Activity:
Please restate word for word the line holding "Exercise. Mark the palm" and every following line through the end of the entries.

[Region pointing data]
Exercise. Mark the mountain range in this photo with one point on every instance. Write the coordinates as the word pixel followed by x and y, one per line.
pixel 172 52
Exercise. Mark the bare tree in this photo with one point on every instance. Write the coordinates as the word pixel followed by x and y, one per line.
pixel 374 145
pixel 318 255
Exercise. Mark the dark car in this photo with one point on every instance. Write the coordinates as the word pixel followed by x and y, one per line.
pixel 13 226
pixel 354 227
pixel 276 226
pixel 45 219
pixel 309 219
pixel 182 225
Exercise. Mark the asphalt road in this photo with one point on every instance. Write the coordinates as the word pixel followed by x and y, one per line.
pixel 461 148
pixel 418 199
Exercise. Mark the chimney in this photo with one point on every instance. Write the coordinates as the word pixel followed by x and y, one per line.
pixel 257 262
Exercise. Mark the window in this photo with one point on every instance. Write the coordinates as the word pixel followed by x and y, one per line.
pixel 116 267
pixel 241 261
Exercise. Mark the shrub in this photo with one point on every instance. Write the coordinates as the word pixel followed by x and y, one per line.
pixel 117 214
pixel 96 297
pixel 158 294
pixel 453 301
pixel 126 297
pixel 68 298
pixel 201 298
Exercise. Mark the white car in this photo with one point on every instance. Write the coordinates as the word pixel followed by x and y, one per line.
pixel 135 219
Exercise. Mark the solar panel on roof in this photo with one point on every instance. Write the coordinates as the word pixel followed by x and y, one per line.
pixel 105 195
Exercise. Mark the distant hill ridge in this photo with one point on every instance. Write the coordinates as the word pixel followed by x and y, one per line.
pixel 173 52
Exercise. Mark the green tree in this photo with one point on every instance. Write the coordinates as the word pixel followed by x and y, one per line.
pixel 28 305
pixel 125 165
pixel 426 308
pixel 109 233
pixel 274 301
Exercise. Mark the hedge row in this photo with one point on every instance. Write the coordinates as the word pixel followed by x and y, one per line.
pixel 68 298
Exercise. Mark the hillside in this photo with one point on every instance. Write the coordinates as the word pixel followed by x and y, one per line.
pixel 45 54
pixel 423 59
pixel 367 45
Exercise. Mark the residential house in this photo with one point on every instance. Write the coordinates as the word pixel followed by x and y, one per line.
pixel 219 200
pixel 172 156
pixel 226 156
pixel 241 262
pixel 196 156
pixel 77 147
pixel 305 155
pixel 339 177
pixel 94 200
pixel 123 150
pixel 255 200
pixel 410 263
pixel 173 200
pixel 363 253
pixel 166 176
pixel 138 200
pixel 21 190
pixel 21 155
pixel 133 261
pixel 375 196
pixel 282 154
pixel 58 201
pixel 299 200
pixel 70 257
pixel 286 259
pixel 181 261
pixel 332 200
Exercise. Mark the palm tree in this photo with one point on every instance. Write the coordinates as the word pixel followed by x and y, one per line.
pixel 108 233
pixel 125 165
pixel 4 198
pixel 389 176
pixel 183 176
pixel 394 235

Task response:
Exercise. Mark the palm tree in this photo with one point on every instance. Write the coordinates as the word pixel followed by x and y, one per line.
pixel 108 233
pixel 125 165
pixel 4 198
pixel 389 176
pixel 183 176
pixel 394 235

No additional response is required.